**OBJECTIVE**
Extract every line from the entries below that contains the word "bloom". Treat uppercase and lowercase as different.

───

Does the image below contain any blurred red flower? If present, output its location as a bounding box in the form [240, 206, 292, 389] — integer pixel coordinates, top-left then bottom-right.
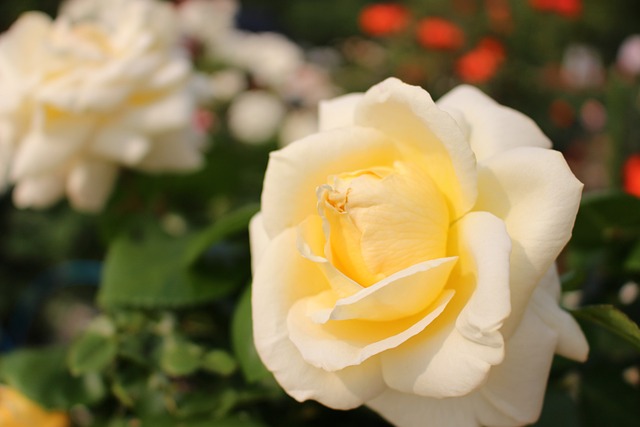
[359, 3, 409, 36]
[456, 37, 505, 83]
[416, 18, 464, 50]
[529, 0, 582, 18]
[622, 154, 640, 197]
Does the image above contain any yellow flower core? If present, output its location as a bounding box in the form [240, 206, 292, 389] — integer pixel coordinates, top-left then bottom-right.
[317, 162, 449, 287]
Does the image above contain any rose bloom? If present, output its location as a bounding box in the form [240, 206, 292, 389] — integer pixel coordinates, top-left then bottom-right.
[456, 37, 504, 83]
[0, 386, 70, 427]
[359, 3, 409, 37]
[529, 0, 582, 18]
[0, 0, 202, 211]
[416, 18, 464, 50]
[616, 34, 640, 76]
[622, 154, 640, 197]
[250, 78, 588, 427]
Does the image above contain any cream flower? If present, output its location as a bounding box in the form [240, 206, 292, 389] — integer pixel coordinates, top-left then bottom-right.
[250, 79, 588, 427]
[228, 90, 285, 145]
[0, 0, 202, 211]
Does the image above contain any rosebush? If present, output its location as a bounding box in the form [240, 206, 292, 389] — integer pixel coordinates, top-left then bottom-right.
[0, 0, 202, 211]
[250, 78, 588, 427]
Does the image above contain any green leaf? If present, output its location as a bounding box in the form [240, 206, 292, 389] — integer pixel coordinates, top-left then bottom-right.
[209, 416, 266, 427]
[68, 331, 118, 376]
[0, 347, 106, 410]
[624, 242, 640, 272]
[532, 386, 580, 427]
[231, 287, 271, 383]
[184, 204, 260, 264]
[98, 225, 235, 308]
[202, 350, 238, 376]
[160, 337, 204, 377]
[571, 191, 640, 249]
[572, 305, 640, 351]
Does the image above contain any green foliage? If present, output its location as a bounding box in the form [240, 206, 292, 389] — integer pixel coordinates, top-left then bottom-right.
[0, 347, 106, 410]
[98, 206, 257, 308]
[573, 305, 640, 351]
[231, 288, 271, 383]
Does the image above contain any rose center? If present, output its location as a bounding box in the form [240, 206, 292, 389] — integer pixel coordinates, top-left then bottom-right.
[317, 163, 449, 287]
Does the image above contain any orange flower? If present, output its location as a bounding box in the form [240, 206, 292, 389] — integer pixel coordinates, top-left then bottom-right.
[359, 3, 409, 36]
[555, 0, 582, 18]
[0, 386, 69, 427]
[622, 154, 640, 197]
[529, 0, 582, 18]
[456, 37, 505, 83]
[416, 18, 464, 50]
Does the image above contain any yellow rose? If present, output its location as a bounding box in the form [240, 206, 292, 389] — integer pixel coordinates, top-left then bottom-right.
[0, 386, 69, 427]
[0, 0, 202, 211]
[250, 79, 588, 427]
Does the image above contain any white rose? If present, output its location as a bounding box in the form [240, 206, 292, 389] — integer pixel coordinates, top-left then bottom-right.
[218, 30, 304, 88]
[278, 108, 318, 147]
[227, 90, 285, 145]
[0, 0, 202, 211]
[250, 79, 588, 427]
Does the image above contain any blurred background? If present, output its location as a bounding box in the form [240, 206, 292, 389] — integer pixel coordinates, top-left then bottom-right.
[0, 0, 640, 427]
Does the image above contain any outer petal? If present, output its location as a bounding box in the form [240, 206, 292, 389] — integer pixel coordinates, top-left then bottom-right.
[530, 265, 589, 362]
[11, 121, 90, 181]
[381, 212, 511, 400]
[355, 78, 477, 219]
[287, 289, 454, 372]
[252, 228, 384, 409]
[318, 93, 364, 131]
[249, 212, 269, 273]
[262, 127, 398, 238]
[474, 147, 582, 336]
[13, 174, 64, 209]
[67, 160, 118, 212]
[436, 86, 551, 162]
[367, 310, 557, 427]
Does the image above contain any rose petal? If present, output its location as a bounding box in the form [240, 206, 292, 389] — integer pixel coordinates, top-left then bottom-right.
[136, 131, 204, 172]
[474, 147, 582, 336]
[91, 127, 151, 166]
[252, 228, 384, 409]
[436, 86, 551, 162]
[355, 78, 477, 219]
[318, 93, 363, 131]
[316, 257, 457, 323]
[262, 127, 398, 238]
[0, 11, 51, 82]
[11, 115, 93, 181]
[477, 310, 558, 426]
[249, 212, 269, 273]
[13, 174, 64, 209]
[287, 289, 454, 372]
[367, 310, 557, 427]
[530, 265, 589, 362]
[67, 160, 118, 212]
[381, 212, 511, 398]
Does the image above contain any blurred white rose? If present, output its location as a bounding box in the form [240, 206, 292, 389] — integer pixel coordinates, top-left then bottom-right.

───

**ANSWER TO THIS EXERCISE**
Does the image above contain any rose bloom? If present, output its location as a bounding box in the form [240, 206, 292, 389] — integer pixel coordinates, top-left then bottom-right.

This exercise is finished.